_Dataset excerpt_
-*-*-

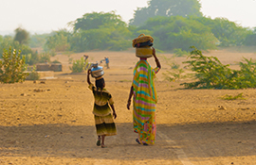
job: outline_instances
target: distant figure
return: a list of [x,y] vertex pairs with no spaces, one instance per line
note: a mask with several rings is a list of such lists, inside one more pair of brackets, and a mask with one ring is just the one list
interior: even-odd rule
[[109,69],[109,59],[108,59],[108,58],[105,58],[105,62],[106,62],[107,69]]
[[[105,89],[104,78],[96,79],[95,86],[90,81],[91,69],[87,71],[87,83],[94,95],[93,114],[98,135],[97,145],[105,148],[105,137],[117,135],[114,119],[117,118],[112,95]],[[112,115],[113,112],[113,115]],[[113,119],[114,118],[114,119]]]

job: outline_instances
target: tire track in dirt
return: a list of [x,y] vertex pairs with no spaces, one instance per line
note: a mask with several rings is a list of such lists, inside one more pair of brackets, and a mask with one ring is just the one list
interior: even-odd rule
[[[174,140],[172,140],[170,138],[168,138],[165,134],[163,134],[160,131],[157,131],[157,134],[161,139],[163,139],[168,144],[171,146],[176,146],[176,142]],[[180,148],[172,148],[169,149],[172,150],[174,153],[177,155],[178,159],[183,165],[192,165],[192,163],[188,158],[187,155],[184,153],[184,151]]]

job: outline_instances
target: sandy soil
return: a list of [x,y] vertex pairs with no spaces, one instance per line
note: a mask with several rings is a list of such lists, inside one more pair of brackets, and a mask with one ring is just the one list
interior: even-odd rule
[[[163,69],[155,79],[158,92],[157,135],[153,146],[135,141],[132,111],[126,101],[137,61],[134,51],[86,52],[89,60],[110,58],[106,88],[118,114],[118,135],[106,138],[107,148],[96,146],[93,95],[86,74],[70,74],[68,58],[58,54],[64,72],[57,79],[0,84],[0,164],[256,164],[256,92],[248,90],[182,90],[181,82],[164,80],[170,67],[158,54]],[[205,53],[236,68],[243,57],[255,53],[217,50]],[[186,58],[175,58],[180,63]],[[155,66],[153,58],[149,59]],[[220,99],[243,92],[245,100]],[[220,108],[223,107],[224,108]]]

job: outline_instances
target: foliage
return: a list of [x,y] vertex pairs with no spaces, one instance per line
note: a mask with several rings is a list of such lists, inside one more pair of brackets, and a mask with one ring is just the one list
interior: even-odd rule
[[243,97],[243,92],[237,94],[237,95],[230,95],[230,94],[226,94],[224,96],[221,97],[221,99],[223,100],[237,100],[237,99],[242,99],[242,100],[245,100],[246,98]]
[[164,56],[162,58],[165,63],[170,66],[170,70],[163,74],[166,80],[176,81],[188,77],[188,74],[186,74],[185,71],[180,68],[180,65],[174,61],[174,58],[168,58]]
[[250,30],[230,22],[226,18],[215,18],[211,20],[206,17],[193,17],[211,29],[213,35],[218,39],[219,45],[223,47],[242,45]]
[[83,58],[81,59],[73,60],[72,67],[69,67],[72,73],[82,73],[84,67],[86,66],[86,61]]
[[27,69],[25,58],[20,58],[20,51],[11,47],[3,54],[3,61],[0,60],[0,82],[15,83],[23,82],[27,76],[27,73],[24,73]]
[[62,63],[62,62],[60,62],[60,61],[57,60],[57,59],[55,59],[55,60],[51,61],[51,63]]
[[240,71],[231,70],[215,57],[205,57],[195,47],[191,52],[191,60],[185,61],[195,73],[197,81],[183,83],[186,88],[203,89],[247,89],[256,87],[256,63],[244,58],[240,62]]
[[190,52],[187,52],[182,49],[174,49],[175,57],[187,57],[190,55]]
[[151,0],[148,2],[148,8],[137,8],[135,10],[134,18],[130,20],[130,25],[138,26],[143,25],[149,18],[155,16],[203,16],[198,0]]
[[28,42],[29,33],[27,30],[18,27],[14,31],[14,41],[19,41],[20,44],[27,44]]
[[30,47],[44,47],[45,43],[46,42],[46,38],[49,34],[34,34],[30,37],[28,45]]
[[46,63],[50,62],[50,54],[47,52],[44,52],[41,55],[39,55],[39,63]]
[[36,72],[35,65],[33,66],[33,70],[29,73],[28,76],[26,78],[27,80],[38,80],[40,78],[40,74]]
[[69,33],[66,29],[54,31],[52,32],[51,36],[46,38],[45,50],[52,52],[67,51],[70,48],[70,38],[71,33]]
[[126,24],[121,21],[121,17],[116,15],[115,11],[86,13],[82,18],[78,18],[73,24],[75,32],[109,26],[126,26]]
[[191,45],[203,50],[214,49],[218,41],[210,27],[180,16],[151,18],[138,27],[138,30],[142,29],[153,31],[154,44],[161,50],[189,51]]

-*-*-

Please gather every line above that contains the string "target", copying each one in full.

_Correct answer_
target: distant figure
target: tire track in dirt
target: sandy soil
target: foliage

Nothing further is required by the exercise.